Required tasks »
A – Copy the fabric switch text between "Furthermore, the automatic" and "change with time.", inclusive.
B – Write the next part of the text on fabric switches, starting right after its last sentence.

Text »
## Begin

In some embodiments, the switch can be a member switch of a network of interconnected switches (e.g., a fabric switch). In a fabric switch, any number of switches coupled in an arbitrary topology can be controlled as a single logical switch. The fabric switch can be an Ethernet fabric switch or a virtual cluster switch (VCS), which can operate as a single Ethernet switch. In some embodiments, a respective switch in the fabric switch is an Internet Protocol (IP) routing-capable switch (e.g., an IP router). In some further embodiments, a respective switch in the fabric switch is a Transparent Interconnection of Lots of Links (TRILL) routing bridge (RBridge).
It should be noted that a fabric switch is not the same as conventional switch stacking. In switch stacking, multiple switches are interconnected at a common location (often within the same rack), based on a particular topology, and manually configured in a particular way. These stacked switches typically share a common address, e.g., an IP address, so they can be addressed as a single switch externally. Furthermore, switch stacking requires a significant amount of manual configuration of the ports and inter-switch links. The need for manual configuration prohibits switch stacking from being a viable option in building a large-scale switching system. The topology restriction imposed by switch stacking also limits the number of switches that can be stacked. This is because it is very difficult, if not impossible, to design a stack topology that allows the overall switch bandwidth to scale adequately with the number of switch units.
In contrast, a fabric switch can include an arbitrary number of switches with individual addresses, can be based on an arbitrary physical topology, and does not require extensive manual configuration. The switches can reside in the same location, or be distributed over different locations. These features overcome the inherent limitations of switch stacking and make it possible to build a large “switch farm,” which can be treated as a single, logical switch. Due to the automatic configuration capabilities of the fabric switch, an individual physical switch can dynamically join or leave the fabric switch without disrupting services to the rest of the network.
Furthermore, the automatic and dynamic configurability of the fabric switch allows a network operator to build its switching system in a distributed and “pay-as-you-grow” fashion without sacrificing scalability. The fabric switch's ability to respond to changing network conditions makes it an ideal solution in a virtual computing environment, where network loads often change with time.
It should also be noted that a fabric switch is distinct from a VLAN. A fabric switch can accommodate a plurality of VLANs. A VLAN is typically identified by a VLAN tag. In contrast, the fabric switch is identified by a fabric identifier (e.g., a cluster identifier), which is assigned to the fabric switch. Since a fabric switch can be represented as a logical chassis, the fabric identifier can also be referred to as a logical chassis identifier. A respective member switch of the fabric switch is associated with the fabric identifier. In some embodiments, a fabric switch identifier is pre-assigned to a member switch. As a result, when the switch joins a fabric switch, other member switches identifies the switch to be a member switch of the fabric switch.

## End

Record list »
## Begin

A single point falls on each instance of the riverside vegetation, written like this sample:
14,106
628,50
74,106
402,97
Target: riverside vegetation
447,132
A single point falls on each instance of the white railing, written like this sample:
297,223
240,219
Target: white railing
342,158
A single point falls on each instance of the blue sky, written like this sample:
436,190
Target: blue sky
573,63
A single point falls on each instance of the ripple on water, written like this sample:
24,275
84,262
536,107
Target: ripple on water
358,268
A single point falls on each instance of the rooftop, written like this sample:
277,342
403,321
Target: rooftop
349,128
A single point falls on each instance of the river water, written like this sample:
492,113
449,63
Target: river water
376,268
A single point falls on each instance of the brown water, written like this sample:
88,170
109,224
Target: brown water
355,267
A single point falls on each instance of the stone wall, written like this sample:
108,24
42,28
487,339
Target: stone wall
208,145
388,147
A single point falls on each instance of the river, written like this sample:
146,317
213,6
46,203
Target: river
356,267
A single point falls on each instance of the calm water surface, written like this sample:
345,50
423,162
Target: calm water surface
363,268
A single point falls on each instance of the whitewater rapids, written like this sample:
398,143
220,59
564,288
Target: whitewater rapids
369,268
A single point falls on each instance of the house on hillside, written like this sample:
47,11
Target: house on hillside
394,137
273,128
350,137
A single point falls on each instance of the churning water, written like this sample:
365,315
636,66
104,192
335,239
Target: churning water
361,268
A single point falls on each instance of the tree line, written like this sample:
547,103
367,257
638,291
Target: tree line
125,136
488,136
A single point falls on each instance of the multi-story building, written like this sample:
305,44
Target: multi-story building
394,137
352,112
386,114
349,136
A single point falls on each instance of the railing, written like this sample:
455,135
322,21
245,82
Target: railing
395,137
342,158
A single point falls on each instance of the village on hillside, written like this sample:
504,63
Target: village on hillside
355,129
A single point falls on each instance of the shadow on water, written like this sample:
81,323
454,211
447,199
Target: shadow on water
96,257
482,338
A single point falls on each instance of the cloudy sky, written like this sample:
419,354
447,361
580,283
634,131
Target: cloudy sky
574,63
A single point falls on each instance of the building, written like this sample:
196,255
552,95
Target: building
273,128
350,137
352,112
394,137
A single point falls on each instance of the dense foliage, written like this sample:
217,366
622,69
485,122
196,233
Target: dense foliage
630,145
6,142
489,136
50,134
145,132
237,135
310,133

## End

Answers to the exercises »
A –
Furthermore, the automatic and dynamic configurability of the fabric switch allows a network operator to build its switching system in a distributed and “pay-as-you-grow” fashion without sacrificing scalability. The fabric switch's ability to respond to changing network conditions makes it an ideal solution in a virtual computing environment, where network loads often change with time.

B –
In this disclosure, the term “fabric switch” refers to a number of interconnected physical switches which can form a single, scalable network of switches. The member switches of the fabric switch can operate as individual switches. The member switches of the fabric switch can also operate as a single logical switch in the provision and control plane, the data plane, or both. “Fabric switch” should not be interpreted as limiting embodiments of the present invention to a plurality of switches operating as a single, logical switch. In this disclosure, the terms “fabric switch” and “fabric” are used interchangeably.
Although the present disclosure is presented using examples based on an encapsulation protocol, embodiments of the present invention are not limited to networks defined using one particular encapsulation protocol associated with a particular Open System Interconnection Reference Model (OSI reference model) layer. For example, embodiments of the present invention can also be applied to a multi-protocol label switching (MPLS) network. In this disclosure, the term “encapsulation” is used in a generic sense, and can refer to encapsulation in any networking layer, sub-layer, or a combination of networking layers.
The term “end host” can refer to any device external to a network (e.g., does not perform forwarding in that network). Examples of an end host include, but are not limited to, a physical or virtual machine, a conventional layer-2 switch, a layer-3 router, or any other type of network device. Additionally, an end host can be coupled to other switches or hosts further away from a layer-2 or layer-3 network. An end host can also be an aggregation point for a number of network devices to enter the network. An end host hosting one or more virtual machines can be referred to as a host machine. In this disclosure, the terms “end host” and “host machine” are used interchangeably.
The term “VLAN” is used in a generic sense, and can refer to any virtualized network. Any virtualized network comprising a segment of physical networking devices, software network resources, and network functionality can be can be referred to as a “VLAN.” “VLAN” should not be interpreted as limiting embodiments of the present invention to layer-2 networks. “VLAN” can be replaced by other terminologies referring to a virtualized network or network segment, such as “Virtual Private Network (VPN),” “Virtual Private LAN Service (VPLS),” or “Easy Virtual Network (EVN).”
The term “packet” refers to a group of bits that can be transported together across a network. “Packet” should not be interpreted as limiting embodiments of the present invention to layer-3 networks. “Packet” can be replaced by other terminologies referring to a group of bits, such as “frame,” “cell,” or “datagram.”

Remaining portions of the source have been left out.